Task to carry out: Output as a JSON list of strings, one string per line with blank lines left out, the lines beginning at the line containing "Can you find the shallow" and running through the line containing "pixel 263 288", both of those included.

Coordinate labeling data

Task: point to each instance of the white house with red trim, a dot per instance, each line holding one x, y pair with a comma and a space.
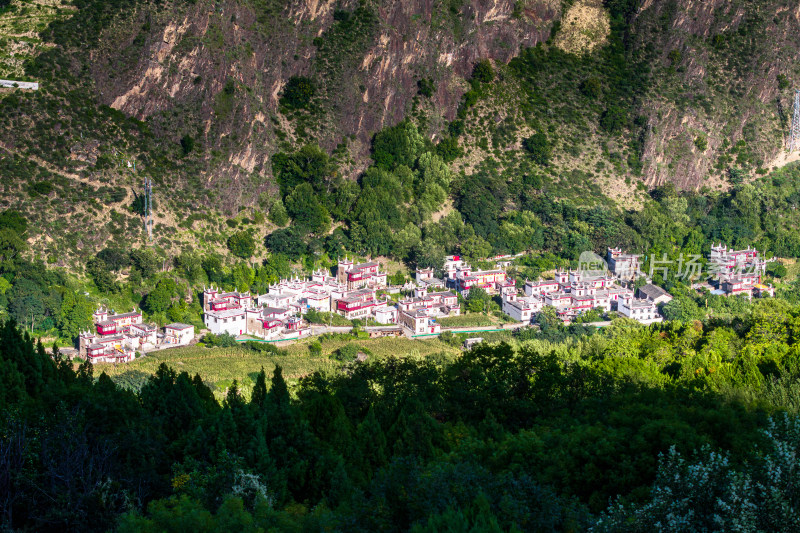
111, 323
419, 323
360, 275
231, 321
216, 300
178, 334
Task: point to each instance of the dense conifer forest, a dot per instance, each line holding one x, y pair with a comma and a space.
684, 423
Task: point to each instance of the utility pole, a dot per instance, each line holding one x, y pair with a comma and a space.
148, 208
794, 131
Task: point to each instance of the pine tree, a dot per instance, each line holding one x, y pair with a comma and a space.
371, 443
259, 397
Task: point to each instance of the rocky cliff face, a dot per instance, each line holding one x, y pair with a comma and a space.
727, 73
172, 65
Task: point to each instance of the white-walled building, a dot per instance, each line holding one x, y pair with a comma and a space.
178, 334
419, 323
226, 321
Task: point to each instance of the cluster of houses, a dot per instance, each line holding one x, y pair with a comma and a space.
352, 293
117, 337
576, 291
359, 291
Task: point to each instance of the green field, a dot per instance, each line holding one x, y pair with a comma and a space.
220, 366
465, 321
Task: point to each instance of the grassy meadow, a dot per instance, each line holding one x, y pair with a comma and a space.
218, 367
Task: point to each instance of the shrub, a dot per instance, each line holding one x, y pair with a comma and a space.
701, 142
297, 93
223, 340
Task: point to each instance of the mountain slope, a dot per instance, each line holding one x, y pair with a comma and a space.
619, 96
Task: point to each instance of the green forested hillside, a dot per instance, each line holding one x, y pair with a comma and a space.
542, 435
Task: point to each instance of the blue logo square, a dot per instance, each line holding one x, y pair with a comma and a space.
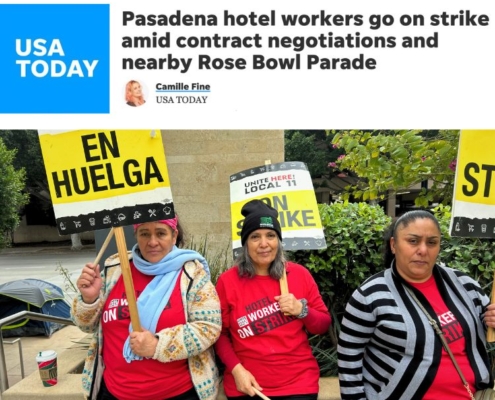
55, 58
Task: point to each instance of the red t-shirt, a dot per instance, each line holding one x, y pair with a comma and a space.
272, 346
147, 378
447, 383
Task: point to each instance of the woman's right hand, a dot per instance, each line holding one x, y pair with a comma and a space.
89, 283
244, 380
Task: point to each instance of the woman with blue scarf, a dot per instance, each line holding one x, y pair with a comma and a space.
179, 311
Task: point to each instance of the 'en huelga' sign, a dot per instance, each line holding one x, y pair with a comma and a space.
105, 178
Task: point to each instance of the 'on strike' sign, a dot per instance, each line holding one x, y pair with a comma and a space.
106, 178
288, 188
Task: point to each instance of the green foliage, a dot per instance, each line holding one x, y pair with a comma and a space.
218, 260
474, 256
29, 158
12, 198
354, 236
311, 147
392, 160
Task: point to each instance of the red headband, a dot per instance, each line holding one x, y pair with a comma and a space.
170, 222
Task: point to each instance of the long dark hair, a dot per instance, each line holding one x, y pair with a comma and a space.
402, 221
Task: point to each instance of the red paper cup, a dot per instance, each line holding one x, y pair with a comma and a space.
47, 365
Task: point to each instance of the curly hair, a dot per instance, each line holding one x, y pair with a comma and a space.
246, 266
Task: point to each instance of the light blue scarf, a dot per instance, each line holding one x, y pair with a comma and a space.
157, 293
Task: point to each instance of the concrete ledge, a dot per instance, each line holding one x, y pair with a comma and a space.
69, 383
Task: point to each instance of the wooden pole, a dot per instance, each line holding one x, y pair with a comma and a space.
490, 332
127, 276
260, 394
104, 246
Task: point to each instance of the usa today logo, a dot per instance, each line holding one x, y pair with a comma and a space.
55, 58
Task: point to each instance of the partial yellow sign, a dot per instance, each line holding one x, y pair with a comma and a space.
475, 178
473, 204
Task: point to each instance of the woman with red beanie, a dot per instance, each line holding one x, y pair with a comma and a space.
172, 358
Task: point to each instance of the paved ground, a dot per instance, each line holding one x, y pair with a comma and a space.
41, 262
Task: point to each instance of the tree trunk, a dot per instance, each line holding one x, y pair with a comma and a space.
76, 241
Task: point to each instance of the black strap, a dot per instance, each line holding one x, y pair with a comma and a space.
438, 331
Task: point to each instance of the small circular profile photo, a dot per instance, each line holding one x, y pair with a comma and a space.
134, 94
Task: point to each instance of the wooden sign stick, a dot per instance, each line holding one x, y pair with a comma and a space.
284, 287
490, 332
126, 275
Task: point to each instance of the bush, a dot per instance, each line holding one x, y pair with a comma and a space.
474, 256
354, 236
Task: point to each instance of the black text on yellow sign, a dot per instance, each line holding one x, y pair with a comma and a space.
289, 218
90, 165
476, 167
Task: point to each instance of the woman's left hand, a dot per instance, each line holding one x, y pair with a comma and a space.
490, 316
289, 304
143, 343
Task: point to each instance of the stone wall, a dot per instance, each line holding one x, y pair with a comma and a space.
200, 164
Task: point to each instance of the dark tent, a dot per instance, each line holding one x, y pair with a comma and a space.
32, 295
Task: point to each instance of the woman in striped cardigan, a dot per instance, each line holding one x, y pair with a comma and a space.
388, 349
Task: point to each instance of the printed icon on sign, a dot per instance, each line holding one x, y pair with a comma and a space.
242, 322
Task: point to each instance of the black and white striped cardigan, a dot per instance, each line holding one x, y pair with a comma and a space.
388, 350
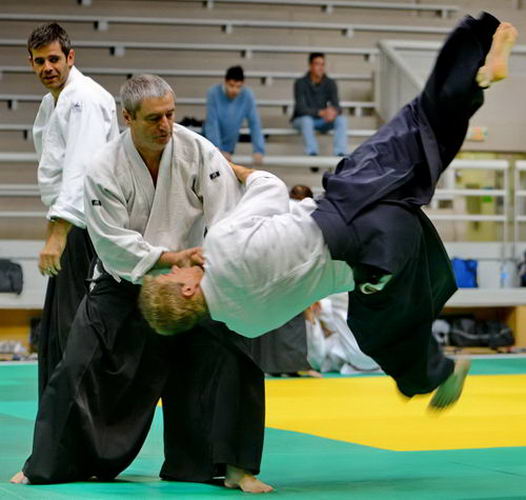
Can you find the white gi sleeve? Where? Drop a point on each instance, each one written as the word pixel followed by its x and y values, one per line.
pixel 85 130
pixel 123 251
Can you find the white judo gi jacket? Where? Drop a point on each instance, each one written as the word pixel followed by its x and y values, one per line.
pixel 66 136
pixel 131 221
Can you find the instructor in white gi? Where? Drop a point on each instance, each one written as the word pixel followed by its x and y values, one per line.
pixel 75 119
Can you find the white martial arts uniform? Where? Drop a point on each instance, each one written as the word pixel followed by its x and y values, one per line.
pixel 66 135
pixel 131 221
pixel 267 260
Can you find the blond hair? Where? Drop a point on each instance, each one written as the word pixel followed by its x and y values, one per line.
pixel 165 309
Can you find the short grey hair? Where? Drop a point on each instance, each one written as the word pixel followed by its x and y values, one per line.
pixel 140 87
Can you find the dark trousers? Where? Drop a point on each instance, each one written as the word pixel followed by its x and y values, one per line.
pixel 371 216
pixel 96 411
pixel 63 296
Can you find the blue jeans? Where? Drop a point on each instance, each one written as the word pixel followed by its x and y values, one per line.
pixel 308 124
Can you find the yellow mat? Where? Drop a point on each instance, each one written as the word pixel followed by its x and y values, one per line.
pixel 369 411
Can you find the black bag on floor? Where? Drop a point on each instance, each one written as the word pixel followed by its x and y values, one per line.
pixel 11 278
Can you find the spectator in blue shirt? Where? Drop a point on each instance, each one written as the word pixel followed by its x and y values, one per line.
pixel 227 105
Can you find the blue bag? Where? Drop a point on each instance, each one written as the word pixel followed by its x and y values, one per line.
pixel 465 272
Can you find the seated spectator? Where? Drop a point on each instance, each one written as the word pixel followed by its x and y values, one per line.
pixel 227 105
pixel 317 107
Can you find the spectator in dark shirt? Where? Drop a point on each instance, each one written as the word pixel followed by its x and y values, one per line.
pixel 317 107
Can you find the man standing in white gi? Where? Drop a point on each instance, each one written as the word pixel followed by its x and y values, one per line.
pixel 148 194
pixel 75 119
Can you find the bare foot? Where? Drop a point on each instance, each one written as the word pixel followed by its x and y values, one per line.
pixel 239 478
pixel 496 65
pixel 449 391
pixel 19 478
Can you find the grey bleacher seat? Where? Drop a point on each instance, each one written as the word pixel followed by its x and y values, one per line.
pixel 357 107
pixel 328 6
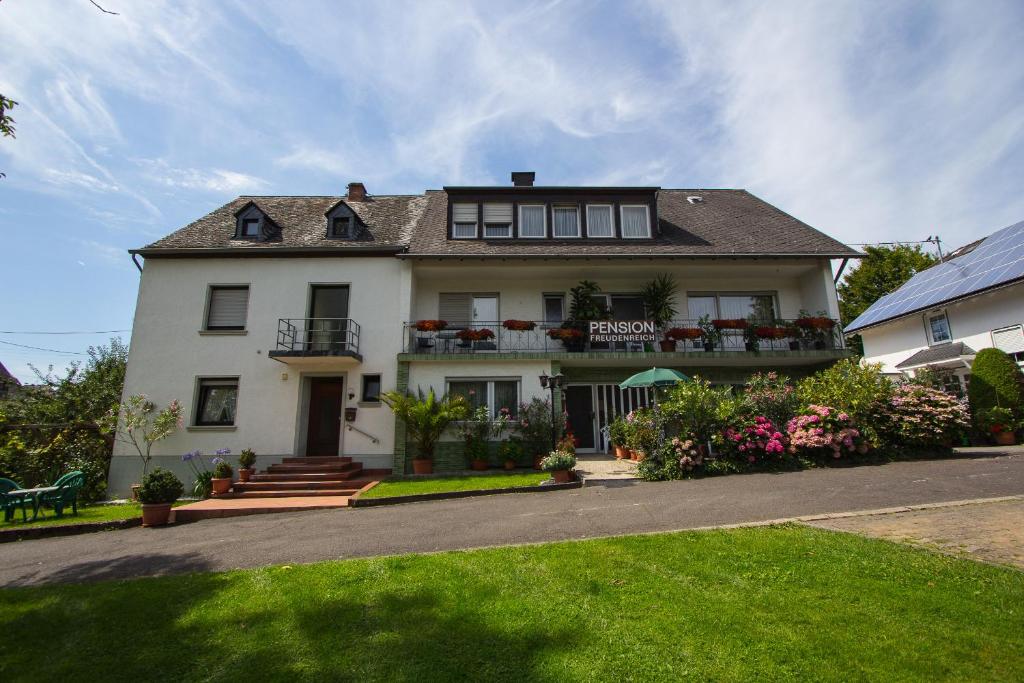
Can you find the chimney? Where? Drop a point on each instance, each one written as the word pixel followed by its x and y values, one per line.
pixel 356 191
pixel 523 178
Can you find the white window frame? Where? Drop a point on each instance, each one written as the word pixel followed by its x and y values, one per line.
pixel 491 389
pixel 544 212
pixel 928 328
pixel 574 207
pixel 456 223
pixel 611 220
pixel 622 220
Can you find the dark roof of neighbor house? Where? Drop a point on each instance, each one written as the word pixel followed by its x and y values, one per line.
pixel 992 262
pixel 724 222
pixel 933 354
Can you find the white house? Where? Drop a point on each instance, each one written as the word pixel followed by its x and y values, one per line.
pixel 276 321
pixel 974 299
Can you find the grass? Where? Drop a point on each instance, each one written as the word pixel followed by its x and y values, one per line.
pixel 782 603
pixel 389 488
pixel 86 515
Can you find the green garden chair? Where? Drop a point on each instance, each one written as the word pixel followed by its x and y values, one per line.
pixel 9 502
pixel 65 494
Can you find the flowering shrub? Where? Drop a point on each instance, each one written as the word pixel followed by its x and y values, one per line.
pixel 922 416
pixel 756 439
pixel 821 429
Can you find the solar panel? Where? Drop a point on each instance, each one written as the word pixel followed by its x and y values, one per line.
pixel 999 258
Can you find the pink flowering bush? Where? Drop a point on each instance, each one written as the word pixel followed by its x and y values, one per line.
pixel 755 439
pixel 823 430
pixel 923 417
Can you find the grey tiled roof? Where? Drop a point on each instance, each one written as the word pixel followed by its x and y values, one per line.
pixel 725 222
pixel 937 354
pixel 388 221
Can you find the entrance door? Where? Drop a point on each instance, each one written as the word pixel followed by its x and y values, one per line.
pixel 580 407
pixel 324 432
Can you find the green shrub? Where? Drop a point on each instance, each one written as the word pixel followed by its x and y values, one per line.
pixel 995 381
pixel 160 485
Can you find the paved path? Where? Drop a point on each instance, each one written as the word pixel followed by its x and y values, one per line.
pixel 988 531
pixel 629 507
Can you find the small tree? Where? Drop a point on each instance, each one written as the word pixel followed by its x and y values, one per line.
pixel 138 423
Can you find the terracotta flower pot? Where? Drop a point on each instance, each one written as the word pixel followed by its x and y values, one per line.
pixel 156 514
pixel 1005 438
pixel 562 476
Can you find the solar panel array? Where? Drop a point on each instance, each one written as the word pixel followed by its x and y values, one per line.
pixel 996 260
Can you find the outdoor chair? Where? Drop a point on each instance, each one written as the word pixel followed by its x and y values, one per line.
pixel 10 502
pixel 65 494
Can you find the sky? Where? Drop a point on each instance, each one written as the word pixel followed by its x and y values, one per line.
pixel 870 121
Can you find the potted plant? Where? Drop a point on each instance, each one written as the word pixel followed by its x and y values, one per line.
pixel 560 464
pixel 222 473
pixel 711 334
pixel 657 297
pixel 425 417
pixel 159 491
pixel 246 461
pixel 511 453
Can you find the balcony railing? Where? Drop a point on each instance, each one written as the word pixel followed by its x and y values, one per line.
pixel 317 336
pixel 484 337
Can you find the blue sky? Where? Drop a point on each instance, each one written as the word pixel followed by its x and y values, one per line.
pixel 871 121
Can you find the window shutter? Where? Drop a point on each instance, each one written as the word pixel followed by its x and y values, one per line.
pixel 1010 340
pixel 457 308
pixel 227 308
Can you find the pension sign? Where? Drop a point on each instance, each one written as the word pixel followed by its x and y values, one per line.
pixel 624 331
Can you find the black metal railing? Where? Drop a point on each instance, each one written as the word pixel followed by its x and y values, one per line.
pixel 317 336
pixel 683 335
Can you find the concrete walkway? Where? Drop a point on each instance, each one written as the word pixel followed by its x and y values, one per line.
pixel 617 508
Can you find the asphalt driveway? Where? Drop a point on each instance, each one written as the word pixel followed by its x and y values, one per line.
pixel 629 507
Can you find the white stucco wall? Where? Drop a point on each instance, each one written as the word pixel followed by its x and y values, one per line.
pixel 971 321
pixel 168 353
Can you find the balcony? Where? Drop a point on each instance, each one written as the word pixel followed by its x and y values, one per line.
pixel 803 337
pixel 317 341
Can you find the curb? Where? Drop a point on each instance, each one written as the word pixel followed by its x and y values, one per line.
pixel 12 535
pixel 418 498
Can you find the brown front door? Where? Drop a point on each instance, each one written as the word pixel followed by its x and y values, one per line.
pixel 324 434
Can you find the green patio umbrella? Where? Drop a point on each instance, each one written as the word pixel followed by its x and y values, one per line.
pixel 654 377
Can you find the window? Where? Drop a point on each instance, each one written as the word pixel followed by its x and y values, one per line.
pixel 227 307
pixel 554 308
pixel 464 221
pixel 566 221
pixel 636 221
pixel 216 401
pixel 250 227
pixel 938 329
pixel 371 389
pixel 496 394
pixel 599 221
pixel 341 226
pixel 532 220
pixel 497 220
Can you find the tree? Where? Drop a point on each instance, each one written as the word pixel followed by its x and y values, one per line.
pixel 883 271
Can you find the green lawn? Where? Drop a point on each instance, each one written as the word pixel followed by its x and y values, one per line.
pixel 787 603
pixel 92 513
pixel 469 482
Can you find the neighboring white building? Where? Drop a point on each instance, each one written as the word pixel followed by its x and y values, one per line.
pixel 974 299
pixel 276 321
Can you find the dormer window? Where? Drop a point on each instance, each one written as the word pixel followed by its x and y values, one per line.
pixel 464 218
pixel 498 220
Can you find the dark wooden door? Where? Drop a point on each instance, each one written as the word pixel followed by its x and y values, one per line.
pixel 580 407
pixel 324 433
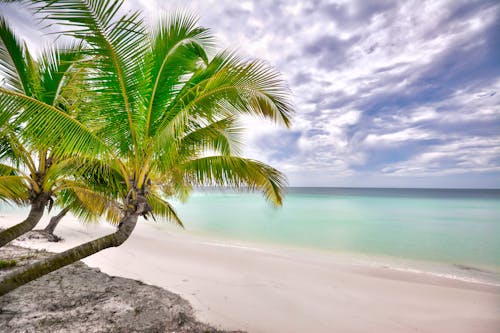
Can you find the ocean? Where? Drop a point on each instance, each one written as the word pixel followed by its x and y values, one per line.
pixel 453 226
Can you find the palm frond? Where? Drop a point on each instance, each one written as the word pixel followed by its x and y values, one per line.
pixel 14 189
pixel 50 126
pixel 118 42
pixel 55 70
pixel 237 172
pixel 178 45
pixel 15 61
pixel 230 85
pixel 87 204
pixel 219 137
pixel 7 170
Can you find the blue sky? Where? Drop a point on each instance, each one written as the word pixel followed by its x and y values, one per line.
pixel 388 93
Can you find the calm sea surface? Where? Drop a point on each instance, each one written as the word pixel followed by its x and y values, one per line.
pixel 460 227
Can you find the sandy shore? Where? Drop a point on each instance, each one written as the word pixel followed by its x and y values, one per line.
pixel 270 289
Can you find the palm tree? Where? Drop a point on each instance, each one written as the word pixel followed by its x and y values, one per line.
pixel 31 174
pixel 163 119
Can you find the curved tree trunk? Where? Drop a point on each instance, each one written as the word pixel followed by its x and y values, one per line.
pixel 36 213
pixel 54 221
pixel 29 273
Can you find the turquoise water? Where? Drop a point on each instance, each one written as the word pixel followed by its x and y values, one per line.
pixel 452 226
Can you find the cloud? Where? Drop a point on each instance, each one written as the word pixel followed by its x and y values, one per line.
pixel 381 88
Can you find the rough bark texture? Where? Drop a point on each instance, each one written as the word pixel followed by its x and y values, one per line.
pixel 31 272
pixel 78 299
pixel 34 216
pixel 54 221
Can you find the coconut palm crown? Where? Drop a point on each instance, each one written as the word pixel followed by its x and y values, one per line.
pixel 29 173
pixel 163 115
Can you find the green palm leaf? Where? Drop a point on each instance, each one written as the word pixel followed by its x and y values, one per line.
pixel 237 172
pixel 14 189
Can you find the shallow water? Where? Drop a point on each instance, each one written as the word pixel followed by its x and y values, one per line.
pixel 460 227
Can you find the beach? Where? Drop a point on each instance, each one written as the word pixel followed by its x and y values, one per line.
pixel 263 288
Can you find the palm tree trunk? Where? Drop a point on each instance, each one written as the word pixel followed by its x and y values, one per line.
pixel 54 221
pixel 29 273
pixel 36 213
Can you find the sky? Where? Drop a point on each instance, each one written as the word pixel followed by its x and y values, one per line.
pixel 387 93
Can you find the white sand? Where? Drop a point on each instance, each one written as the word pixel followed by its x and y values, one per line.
pixel 269 289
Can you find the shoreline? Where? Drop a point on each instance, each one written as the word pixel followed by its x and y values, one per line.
pixel 236 285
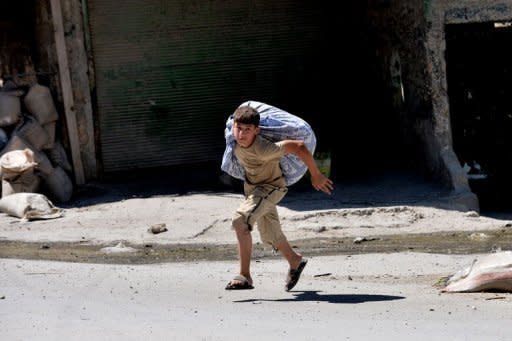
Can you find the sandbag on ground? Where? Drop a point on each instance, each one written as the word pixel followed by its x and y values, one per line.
pixel 29 206
pixel 489 273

Response below:
[
  "Can you find the shallow water? Where? Drop a point on each instance, each one written as the word pixel followed by its x and y values, one per line.",
  "pixel 460 227",
  "Can you find the beach? Where? Drop a point on each instance, each one written as the word pixel followed by its x and y values, one per line.",
  "pixel 263 288"
]